** Opening Supplied material block **

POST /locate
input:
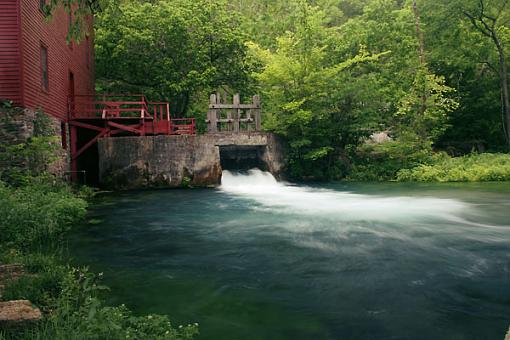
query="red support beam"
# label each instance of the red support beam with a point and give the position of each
(86, 126)
(128, 128)
(89, 144)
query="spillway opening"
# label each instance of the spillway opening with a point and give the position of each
(242, 158)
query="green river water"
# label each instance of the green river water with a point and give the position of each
(258, 259)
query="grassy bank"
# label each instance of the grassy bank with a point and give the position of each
(35, 218)
(471, 168)
(416, 162)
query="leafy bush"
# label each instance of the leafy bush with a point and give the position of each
(471, 168)
(71, 299)
(382, 162)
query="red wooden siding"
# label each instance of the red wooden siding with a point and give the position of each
(10, 53)
(63, 59)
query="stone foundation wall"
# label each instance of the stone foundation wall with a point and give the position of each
(18, 125)
(176, 161)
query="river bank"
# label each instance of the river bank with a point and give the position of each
(69, 301)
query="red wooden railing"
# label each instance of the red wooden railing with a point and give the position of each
(154, 116)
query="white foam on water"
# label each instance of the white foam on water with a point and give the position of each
(267, 191)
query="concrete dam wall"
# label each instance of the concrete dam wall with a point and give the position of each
(176, 161)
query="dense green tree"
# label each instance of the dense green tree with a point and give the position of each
(169, 50)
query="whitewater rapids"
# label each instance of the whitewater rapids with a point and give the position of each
(264, 189)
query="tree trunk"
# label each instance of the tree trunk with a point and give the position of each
(505, 99)
(419, 33)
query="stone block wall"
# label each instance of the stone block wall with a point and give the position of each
(18, 125)
(176, 161)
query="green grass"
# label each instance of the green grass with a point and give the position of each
(35, 218)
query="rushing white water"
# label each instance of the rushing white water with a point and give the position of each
(265, 190)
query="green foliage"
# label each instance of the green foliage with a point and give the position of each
(37, 213)
(71, 301)
(470, 168)
(170, 50)
(296, 82)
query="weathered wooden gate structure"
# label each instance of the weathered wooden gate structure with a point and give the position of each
(234, 117)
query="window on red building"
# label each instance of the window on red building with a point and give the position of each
(87, 51)
(42, 6)
(70, 28)
(44, 69)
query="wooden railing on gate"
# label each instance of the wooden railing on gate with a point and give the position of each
(235, 117)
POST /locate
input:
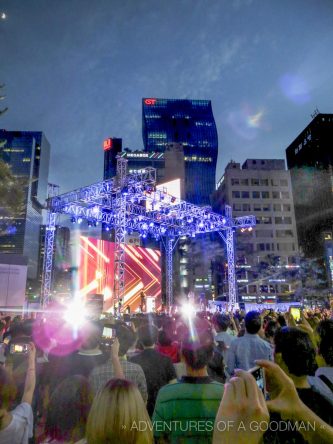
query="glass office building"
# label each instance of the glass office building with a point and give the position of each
(28, 155)
(191, 123)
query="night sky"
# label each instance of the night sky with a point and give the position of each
(78, 69)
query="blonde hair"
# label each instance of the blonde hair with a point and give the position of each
(119, 415)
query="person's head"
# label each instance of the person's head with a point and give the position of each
(164, 338)
(197, 344)
(92, 335)
(325, 332)
(8, 392)
(68, 409)
(126, 337)
(221, 322)
(116, 407)
(294, 351)
(147, 335)
(253, 322)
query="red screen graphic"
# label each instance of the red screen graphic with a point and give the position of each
(142, 272)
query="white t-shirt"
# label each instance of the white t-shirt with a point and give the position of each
(20, 429)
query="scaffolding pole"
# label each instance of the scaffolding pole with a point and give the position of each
(228, 238)
(48, 259)
(120, 233)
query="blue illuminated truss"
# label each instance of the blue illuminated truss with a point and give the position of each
(131, 203)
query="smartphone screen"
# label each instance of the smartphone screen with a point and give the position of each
(259, 376)
(295, 313)
(108, 332)
(19, 348)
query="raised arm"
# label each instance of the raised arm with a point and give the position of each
(30, 379)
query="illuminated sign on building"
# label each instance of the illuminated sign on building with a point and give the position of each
(150, 101)
(107, 144)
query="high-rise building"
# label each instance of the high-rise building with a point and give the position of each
(310, 161)
(28, 155)
(190, 123)
(266, 254)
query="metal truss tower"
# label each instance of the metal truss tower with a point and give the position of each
(131, 203)
(229, 240)
(53, 190)
(120, 232)
(48, 259)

** Closing Supplied material block **

▶ The problem
Could the entries above be written out word for word, pictures excluded?

▶ Answer space
POST /locate
input:
query="red support beam"
# label each instance of the red support beam with a point and give the position of each
(86, 126)
(128, 128)
(89, 144)
query="spillway opening"
# label each instance of the spillway opening with a point and give the position of each
(242, 158)
query="green river water"
# label each instance of the green river water with a point and give the position of each
(258, 259)
query="grassy bank"
# label each instance of the grassy bank with a point and give the position of each
(35, 218)
(471, 168)
(416, 162)
query="leafy bush"
# label each instance of the leafy bush with a point and give the position of each
(471, 168)
(71, 299)
(382, 162)
query="red wooden siding"
# label each instance of the red wooden siding with a point and give the position of each
(10, 53)
(63, 59)
query="stone foundation wall"
# label each instance of the stone foundation wall with a point and give the position of each
(18, 125)
(176, 161)
query="river bank"
# label each instance of the river bank with a point and give the position of each
(69, 301)
query="red wooden railing"
# label each instance of the red wooden railing with a point and give the position of each
(154, 116)
query="white foam on water"
# label each instance of the white foam on water with a point and give the position of each
(267, 191)
query="concrete dam wall"
# label each instance of the concrete dam wall with a point and give the position of each
(176, 161)
query="dense green tree"
# label each instance of the dense green tree with a point and give the position of each
(169, 50)
query="whitewater rapids"
# label each instance of the whitewater rapids with a point and give the position of each
(264, 189)
query="tree trunk"
# label each instance of the tree trunk with a point and give the position of each
(505, 99)
(419, 33)
query="stone block wall"
# label each instance of the stone block wall with a point and give the position of each
(18, 125)
(176, 161)
query="green grass"
# label each instance of the green grass with a point and give the position of each
(35, 218)
query="rushing white water"
# label each instance of the rushing white water with a point and give the position of each
(265, 190)
query="green foliage"
# label each instance of the green foliage with a point and give the position of each
(37, 213)
(71, 301)
(470, 168)
(170, 50)
(296, 82)
query="weathered wooden gate structure"
# label each instance of the weathered wooden gate structure with a point and give the position of each
(234, 117)
query="window on red building"
# label each instance of the window on red building with a point and give the position of each
(87, 51)
(42, 6)
(70, 28)
(44, 69)
query="wooden railing on gate"
# label each instance of the wooden railing on gate with a point and give the position of each
(235, 117)
POST /locate
input:
query="glass office building"
# label each instance of the glass office building with a point and give the position of each
(28, 155)
(191, 123)
query="night sky"
# label each instance of the night sky with a point and give the position of each
(78, 69)
query="blonde hair"
# label each instance of the blonde hair with a point and give the position of each
(119, 415)
query="person's head"
# label each instance of the person's head with a point and give the position of each
(164, 338)
(197, 344)
(92, 335)
(325, 332)
(8, 392)
(68, 409)
(126, 337)
(221, 322)
(116, 407)
(294, 351)
(147, 335)
(253, 322)
query="red screen graphic"
# label each instance of the red screen graphic with a point and give the position of each
(142, 272)
query="white t-shirt"
# label each instance of the white t-shirt with a point and give the position of each
(20, 429)
query="scaffolding pole"
# label each instance of the scaffolding pole with a point and give the position of each
(228, 238)
(48, 259)
(120, 233)
query="blue illuminated truss"
# label each instance of the blue illuminated truss with a point and give the position of each
(131, 203)
query="smartphone screen"
# label each instance of the smartphone screen with a point and give the position of each
(259, 376)
(295, 313)
(108, 332)
(19, 348)
query="raised arm"
# label each instance of the raised arm with a point and give the position of each
(30, 379)
query="illuminated sign on building"
# label each instance of the illuminated sign on building with a point and give the position of each
(150, 101)
(107, 144)
query="high-rise building"
# label each instance of the high-rise building with a point and give the position of each
(310, 161)
(28, 155)
(190, 123)
(266, 254)
query="metal truss tower"
# label each instance of the metal truss tower with a point and give the position of each
(131, 203)
(229, 240)
(53, 190)
(120, 232)
(48, 259)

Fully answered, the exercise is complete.